Title of Rule and Other Identifying Information: The securities division proposes to revise the requirements for investment advisers that have custody of client funds or securities set forth in WAC 460-24A-105 and to codify the requirements for investment advisers that have custody because they have the authority to deduct fees from client accounts, they manage a pooled investment vehicle or trust, or they act as trustee and investment adviser to a trust. In addition, the division proposes to adopt a set of related definitions and certain exceptions from the custody requirements.

Hearing Location(s): State of Washington, Department of Financial Institutions, 150 Israel Road S.W., Room 220, Tumwater, WA 98501, on June 12, 2008, at 1:00 p.m.

Date of Intended Adoption: June 13, 2008.

Submit Written Comments to: Faith L. Anderson, Department of Financial Institutions, Securities Division, P.O. Box 9033, Olympia, WA 98507-9033, e-mail fanderson@dfi.wa.gov, fax (360) 704-6480, by June 12, 2008.

Assistance for Persons with Disabilities: Contact Carolyn Hawkey, P.O. Box 9033, Olympia, WA 98507-9033, by June 5, 2008, TTY (360) 664-8126 or (360) 902-8774.

Purpose of the Proposal and Its Anticipated Effects, Including Any Changes in Existing Rules: Pursuant to RCW 21.20.900, the securities division proposes to amend its rules relating to custody requirements for investment advisers to adopt the North American Securities Administrators Association (NASAA) model custody rule (Model Rule 102 (e)(1)-1) and to codify and clarify existing standards and interpretations of the law. The proposed rules, consistent with the NASAA model rule, recognize special treatment for an investment adviser that has custody due to the ability to deduct fees, the management of a pooled investment vehicle or their position as trustee of a trust they advise. The text of these amendments has been drafted with the goals of providing greater uniformity with the custody rules of the SEC and other states that have adopted the NASAA model custody rule and improving the readability of these rules through the use of plainer English.

PROVIDED INFORMATION:

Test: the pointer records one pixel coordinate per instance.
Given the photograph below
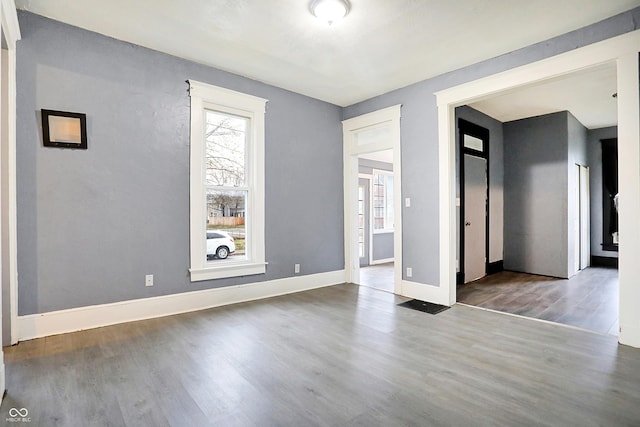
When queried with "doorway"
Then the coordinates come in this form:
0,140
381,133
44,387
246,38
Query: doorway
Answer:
376,219
474,201
367,136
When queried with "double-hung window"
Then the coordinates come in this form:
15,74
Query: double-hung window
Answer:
383,215
226,183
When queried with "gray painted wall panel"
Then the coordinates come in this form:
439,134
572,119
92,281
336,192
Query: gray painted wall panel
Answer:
419,134
595,187
92,223
535,195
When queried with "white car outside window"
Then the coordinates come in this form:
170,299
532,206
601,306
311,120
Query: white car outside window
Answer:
219,244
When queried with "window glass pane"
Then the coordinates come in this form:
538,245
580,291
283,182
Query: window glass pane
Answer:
226,224
225,137
383,214
473,143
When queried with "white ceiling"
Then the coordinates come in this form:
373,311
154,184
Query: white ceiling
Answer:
380,46
587,94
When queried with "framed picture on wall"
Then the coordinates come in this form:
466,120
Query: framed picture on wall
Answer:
63,129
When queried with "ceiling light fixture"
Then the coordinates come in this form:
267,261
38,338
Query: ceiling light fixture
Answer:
330,10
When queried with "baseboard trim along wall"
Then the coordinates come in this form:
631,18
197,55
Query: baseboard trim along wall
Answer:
95,316
422,292
600,261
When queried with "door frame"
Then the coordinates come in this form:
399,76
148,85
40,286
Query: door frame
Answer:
623,50
10,30
386,122
466,127
367,214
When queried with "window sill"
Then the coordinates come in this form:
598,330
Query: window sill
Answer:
228,270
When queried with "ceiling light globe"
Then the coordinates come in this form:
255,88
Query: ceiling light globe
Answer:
330,10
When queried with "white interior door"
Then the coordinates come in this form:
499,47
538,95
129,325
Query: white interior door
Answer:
585,219
475,217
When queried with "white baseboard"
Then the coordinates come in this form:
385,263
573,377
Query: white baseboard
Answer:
381,261
422,292
629,335
95,316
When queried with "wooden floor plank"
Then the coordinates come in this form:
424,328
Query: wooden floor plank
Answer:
342,355
587,300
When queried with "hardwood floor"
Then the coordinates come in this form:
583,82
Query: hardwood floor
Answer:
378,276
338,356
588,300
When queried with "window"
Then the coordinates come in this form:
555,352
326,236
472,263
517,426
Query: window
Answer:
382,202
226,183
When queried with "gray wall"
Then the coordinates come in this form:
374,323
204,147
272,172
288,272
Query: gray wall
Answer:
92,223
382,243
539,170
419,133
595,187
496,178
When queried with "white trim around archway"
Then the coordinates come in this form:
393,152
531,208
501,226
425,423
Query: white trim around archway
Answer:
623,50
376,131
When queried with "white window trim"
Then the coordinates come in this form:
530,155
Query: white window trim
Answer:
388,227
224,100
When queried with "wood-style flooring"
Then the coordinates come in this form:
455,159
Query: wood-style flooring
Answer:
378,276
339,356
587,300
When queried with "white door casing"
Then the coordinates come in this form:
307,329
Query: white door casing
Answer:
368,133
585,219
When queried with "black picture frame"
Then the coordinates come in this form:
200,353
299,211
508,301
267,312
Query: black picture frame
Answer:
63,129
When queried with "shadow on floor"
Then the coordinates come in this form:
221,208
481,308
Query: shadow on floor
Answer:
588,300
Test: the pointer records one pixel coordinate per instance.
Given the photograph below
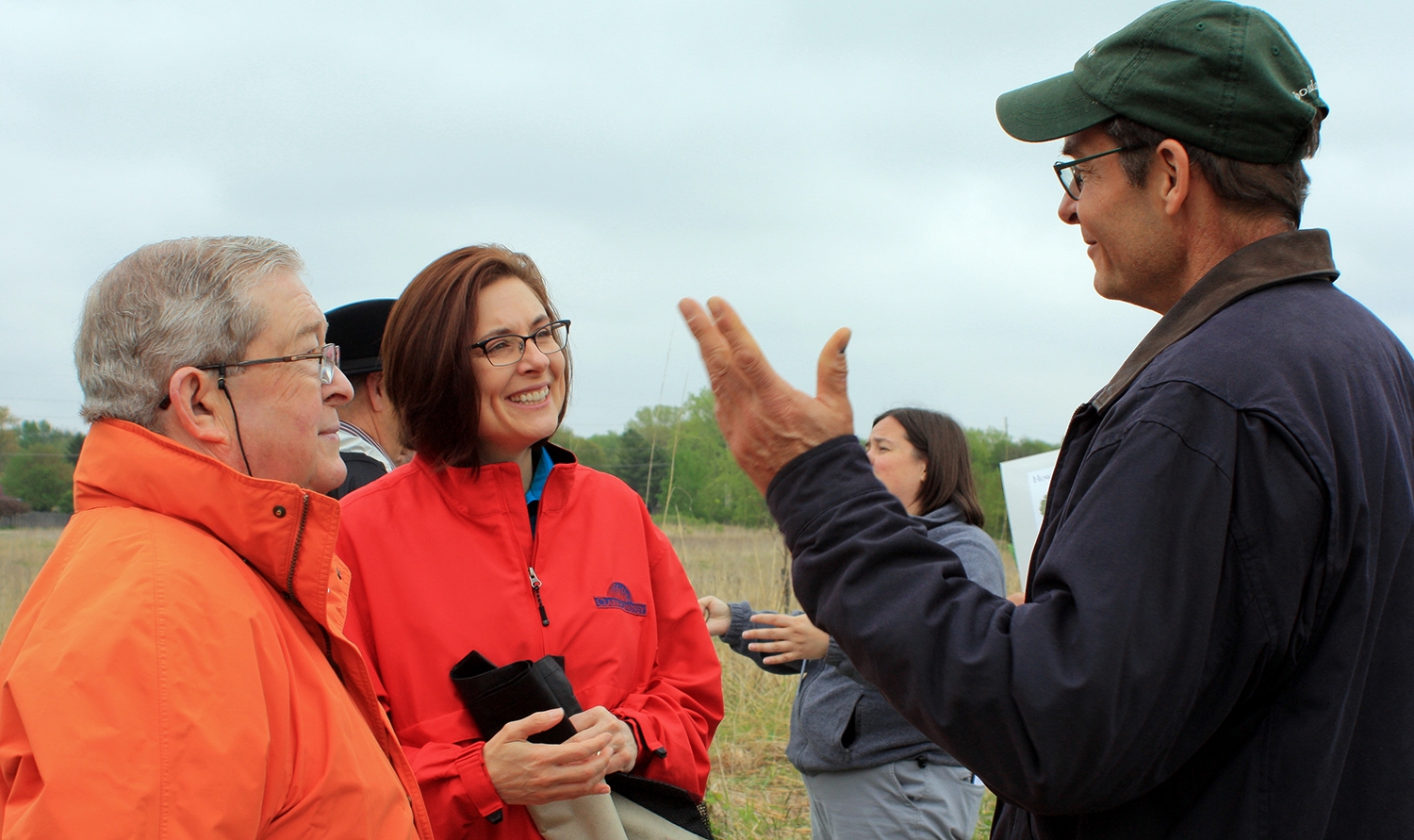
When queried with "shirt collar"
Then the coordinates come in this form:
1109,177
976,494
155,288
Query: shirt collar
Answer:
542,472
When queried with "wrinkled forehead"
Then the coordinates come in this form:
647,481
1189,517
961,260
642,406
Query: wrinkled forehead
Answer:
290,316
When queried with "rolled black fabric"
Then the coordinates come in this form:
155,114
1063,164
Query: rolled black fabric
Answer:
497,696
666,800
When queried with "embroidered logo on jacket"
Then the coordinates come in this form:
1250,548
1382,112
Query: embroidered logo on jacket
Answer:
619,599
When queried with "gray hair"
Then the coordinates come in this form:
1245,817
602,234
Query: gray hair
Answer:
169,305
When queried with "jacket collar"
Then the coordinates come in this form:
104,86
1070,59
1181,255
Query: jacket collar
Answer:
1298,255
497,489
282,531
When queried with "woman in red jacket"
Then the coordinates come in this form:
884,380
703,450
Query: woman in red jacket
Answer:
495,540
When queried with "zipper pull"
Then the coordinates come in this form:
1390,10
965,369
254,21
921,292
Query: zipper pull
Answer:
534,587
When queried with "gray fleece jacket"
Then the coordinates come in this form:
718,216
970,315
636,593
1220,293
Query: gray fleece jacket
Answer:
839,721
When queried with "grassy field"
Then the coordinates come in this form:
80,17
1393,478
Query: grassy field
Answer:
754,792
22,553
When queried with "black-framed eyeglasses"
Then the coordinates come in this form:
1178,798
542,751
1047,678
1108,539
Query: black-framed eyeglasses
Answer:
1071,178
508,350
328,356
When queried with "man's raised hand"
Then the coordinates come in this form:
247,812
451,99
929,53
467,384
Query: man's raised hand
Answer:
764,420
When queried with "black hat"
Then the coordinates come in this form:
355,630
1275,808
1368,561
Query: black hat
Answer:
358,330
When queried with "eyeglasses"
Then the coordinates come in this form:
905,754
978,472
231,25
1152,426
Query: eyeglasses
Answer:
508,350
328,356
1069,175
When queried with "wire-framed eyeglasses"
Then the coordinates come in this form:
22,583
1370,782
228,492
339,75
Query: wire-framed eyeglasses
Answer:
328,356
1071,178
508,350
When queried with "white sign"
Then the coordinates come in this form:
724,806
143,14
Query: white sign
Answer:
1024,483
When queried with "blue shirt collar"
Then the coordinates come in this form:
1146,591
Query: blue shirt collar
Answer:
542,472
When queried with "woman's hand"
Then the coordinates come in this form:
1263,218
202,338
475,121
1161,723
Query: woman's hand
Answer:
792,638
717,614
536,774
594,724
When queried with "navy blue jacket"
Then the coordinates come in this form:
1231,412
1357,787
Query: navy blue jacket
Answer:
839,720
1218,636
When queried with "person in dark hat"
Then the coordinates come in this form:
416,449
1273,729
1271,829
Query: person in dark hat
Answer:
370,435
1215,639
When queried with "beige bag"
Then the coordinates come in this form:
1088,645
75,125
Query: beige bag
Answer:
602,816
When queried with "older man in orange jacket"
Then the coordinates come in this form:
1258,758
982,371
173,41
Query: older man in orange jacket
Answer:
178,667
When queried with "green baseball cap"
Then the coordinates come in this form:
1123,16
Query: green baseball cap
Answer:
1218,75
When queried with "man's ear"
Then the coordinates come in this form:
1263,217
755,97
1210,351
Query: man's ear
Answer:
192,410
1171,175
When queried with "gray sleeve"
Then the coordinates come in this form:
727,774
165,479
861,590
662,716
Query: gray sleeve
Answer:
980,557
741,614
836,658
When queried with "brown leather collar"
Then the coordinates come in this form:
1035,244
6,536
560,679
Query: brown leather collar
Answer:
1298,255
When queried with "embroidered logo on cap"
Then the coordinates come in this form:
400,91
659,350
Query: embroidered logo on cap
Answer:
621,599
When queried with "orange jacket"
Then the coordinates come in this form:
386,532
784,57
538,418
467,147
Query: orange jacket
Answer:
178,667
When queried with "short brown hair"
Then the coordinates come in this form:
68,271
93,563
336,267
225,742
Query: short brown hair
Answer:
942,444
427,351
1258,189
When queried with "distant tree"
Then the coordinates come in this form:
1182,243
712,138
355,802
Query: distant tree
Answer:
11,506
8,437
44,480
678,461
40,469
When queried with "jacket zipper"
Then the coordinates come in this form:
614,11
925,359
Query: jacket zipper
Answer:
534,587
299,537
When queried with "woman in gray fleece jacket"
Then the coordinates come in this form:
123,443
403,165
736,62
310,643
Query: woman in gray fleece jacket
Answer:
867,771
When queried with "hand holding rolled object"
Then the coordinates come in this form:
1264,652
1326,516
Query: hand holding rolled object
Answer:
536,774
791,638
715,614
591,723
763,418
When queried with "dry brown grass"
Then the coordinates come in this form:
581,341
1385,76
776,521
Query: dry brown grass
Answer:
23,552
754,794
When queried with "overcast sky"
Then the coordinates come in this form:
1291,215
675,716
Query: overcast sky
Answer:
819,164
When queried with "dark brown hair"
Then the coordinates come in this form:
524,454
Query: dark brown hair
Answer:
427,351
1258,189
942,444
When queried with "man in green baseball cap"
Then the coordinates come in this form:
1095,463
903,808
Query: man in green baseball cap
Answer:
1215,636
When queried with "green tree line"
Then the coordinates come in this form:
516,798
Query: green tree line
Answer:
678,461
36,466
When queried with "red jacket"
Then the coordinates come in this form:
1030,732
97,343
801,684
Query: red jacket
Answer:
441,568
178,667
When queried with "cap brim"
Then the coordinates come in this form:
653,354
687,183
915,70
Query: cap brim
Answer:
355,367
1048,110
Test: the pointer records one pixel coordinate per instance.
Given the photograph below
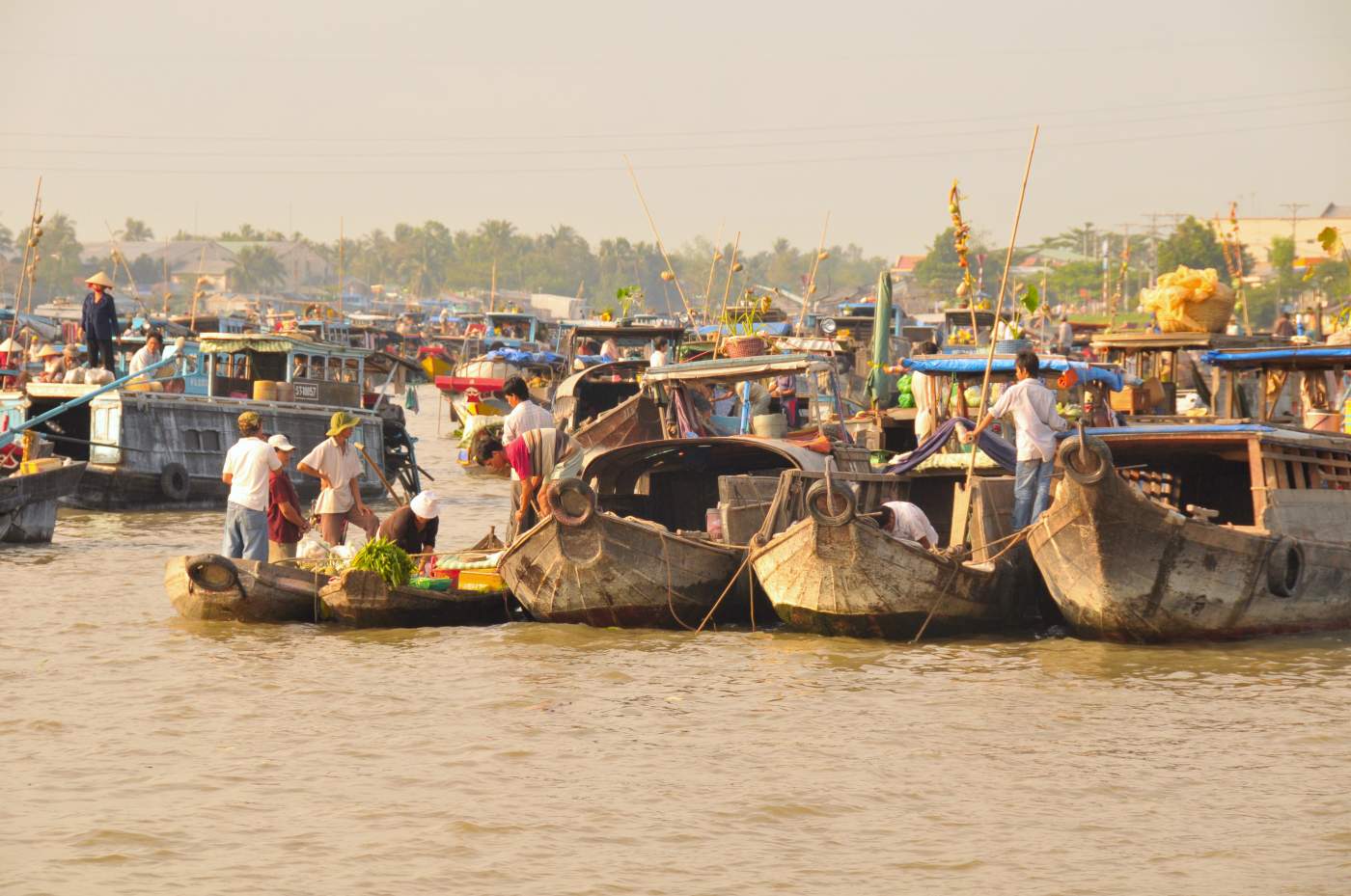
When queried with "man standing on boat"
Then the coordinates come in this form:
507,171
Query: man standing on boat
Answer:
286,523
247,464
1033,406
98,323
539,456
337,466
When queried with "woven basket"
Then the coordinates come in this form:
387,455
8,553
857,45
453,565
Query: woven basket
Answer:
743,347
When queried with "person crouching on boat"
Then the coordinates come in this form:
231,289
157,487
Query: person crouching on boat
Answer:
286,523
337,464
905,521
1033,406
539,456
247,464
414,528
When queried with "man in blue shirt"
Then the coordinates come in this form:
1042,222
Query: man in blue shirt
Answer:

SET PROBLEM: Write out the part of the custody rule notice starting with "Submit Written Comments" and going on through "or (360) 902-8774.", word for word. The material after the custody rule notice is separate from it.

TASK RESPONSE:
Submit Written Comments to: Faith L. Anderson, Department of Financial Institutions, Securities Division, P.O. Box 9033, Olympia, WA 98507-9033, e-mail fanderson@dfi.wa.gov, fax (360) 704-6480, by June 12, 2008.

Assistance for Persons with Disabilities: Contact Carolyn Hawkey, P.O. Box 9033, Olympia, WA 98507-9033, by June 5, 2008, TTY (360) 664-8126 or (360) 902-8774.